TASKS TO CARRY OUT>
1 – In the forum thread about Phrag Haley Decker, where is the plant in the photo currently on display?
2 – Reproduce verbatim the passage of the forum thread about Phrag Haley Decker that lies between "I also looked" and "would appear smaller.", inclusive.

# Phrag Haley Decker



## Ron-NY (Mar 30, 2007)

The following photo was taken by Slipperorchid Grower from Central CT... and is posted here with his permission. It is currently in Piping Rock's display at the CT show in Hartford. It appears to be a softer pink than the first one to bloom. I have not had the opportunity to see this one in person.


----------



## Greenthings (Mar 30, 2007)

Very nice Ron, thank you for posting it

peter


----------



## Heather (Mar 30, 2007)

Thanks Ron. 

Interesting to see the size comparison against Jason Fischer.


----------



## Ron-NY (Mar 30, 2007)

Heather said:


> Thanks Ron.
> 
> Interesting to see the size comparison against Jason Fischer.


I also looked at that and concluded that is too difficult to tell from the picture. It appears that the Jason Fischer sits more forward in the display and therefore Haley Decker would appear smaller.

RECORD LIST>
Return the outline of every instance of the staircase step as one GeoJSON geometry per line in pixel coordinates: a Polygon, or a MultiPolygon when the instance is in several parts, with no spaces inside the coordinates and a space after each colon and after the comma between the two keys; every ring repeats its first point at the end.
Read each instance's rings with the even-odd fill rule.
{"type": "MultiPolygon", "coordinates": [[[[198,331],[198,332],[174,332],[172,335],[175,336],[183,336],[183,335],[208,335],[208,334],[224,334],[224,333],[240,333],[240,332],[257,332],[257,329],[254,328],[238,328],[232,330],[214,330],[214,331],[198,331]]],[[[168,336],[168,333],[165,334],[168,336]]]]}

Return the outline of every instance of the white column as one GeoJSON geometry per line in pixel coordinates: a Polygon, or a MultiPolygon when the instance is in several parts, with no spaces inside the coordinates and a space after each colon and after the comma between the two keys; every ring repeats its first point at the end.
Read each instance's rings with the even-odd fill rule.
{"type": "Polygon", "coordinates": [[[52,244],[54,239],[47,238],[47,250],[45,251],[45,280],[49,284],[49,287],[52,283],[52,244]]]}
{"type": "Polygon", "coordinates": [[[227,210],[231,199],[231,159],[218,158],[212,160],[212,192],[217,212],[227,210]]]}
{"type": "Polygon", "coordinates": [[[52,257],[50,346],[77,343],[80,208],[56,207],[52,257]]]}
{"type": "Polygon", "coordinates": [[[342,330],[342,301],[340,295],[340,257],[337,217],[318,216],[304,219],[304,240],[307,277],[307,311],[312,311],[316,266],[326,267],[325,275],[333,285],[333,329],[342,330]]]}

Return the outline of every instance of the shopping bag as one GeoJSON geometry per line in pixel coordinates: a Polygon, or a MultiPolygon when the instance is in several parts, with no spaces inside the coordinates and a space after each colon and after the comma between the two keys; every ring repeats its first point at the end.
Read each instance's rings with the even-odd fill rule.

THE REPLIES>
1 – In Piping Rock's display at the CT show in Hartford.

2 –
I also looked at that and concluded that is too difficult to tell from the picture. It appears that the Jason Fischer sits more forward in the display and therefore Haley Decker would appear smaller.